## start Extract to read

Merge pull request #80 from facebookresearch/tutorial

prigoyal · web-flow · commit 253f7d9e2ae9 · 2018-02-27T15:08:58.000-05:00
Adding a tutorial using TensorDot operation
diff --git a/docs/source/_static/img/autotuning-py.jpg b/docs/source/_static/img/autotuning-py.jpg
diff --git a/docs/source/framework/pytorch_integration/autotuning_layers.rst b/docs/source/framework/pytorch_integration/autotuning_layers.rst
@@ -45,6 +45,8 @@ my_layer.autotune
 .. autoclass:: TcUnit
    :members: autotune
 
+.. _autotune_parameters:
+
 Autotuning Parameters
 ---------------------
 
diff --git a/docs/source/index.rst b/docs/source/index.rst
@@ -72,3 +72,9 @@ Machine Learning.
    :caption: Support
 
    contacts
+
+.. toctree::
+   :maxdepth: 1
+   :caption: Tutorials Reference
+
+   tutorials/index
diff --git a/docs/source/tutorials/index.rst b/docs/source/tutorials/index.rst
@@ -0,0 +1,32 @@
+Tensor Comprehensions Tutorials
+===============================
+
+**Author**: `Priya Goyal <https://github.com/prigoyal>`_
+
+Tensor Comprehensions (TC) is a framework agnostic library to **automatically**
+synthesize high-performance Machine Learning kernels. TC relies on
+`Halide <https://github.com/halide/Halide>`_ IR to express computation and analysis
+tools to reason about it. TC uses :code:`polyhedral` compilation techniques to
+(semi-)automatically decide how to perform this computation efficiently and produce
+fast code. We also provide TC integration with PyTorch and Caffe2.
+
+To read more about Tensor Comprehensions, see our documentation available
+at https://facebookresearch.github.io/TensorComprehensions/ and C++ API documentation is
+available at https://facebookresearch.github.io/TensorComprehensions/api.
+
+We provide many **python examples** for expressing and running various different ML layers
+with TC. The examples can be found `here <https://github.com/facebookresearch/TensorComprehensions/tree/master/test_python/layers>`_.

## end Extract to read
## start Raw data

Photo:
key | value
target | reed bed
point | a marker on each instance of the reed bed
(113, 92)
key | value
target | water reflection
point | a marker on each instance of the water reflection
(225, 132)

## end Raw data

Stated problem | Can you carry the Tensor Comprehensions tutorial commit on from the point where it stops? The records aren't needed for anything here.

Exercise response |
+
+To read more about Framework integrations, checkout our documentation on `PyTorch <https://facebookresearch.github.io/TensorComprehensions/framework/pytorch_integration/getting_started.html>`_ integration
+and `Caffe2 <https://facebookresearch.github.io/TensorComprehensions/framework/caffe2_integration/integration_with_example.html>`_
+integration.
+
+If you want to **integrate your framework** with TC, it's easy and the instructions are
+available at https://facebookresearch.github.io/TensorComprehensions/integrating_any_ml_framework.html
+
+
+.. toctree::
+   :maxdepth: 1
+   :caption: Tutorials
+
+   tutorial_tensordot_with_tc
diff --git a/docs/source/tutorials/tutorial_tensordot_with_tc.rst b/docs/source/tutorials/tutorial_tensordot_with_tc.rst
@@ -0,0 +1,125 @@
+Using TC to get fast CUDA code for Tensor Contraction
+=====================================================
+
+In this tutorial, we will see how we can start from a random math operation,
+express it in TC language and easily get the fast CUDA code for it. We will also
+see how to tune the CUDA code to a better performance. All of this is possible with
+only 3-4 lines of code. Let's get started.
+
+For this tutorial, you will need to install Tensor Comprehensions binary. You can
+get binary builds of Tensor Comprehensions with ``conda install -y -c pytorch -c prigoyal tensor_comprehensions``.
+
+About TensorDot operation
+-------------------------
+
+First, we find an operation that we want to generate fast CUDA code for. A lot of
+operations like convolution, pooling are standard and have CUDA code easily available, so
+rather we are going to pick a new and different operation. How do we find a new operation?
+
+**Sources**: Maybe there is a research paper idea you have like KRU or there is a
+numpy operation that is interesting to you and is needed in Machine Learning model.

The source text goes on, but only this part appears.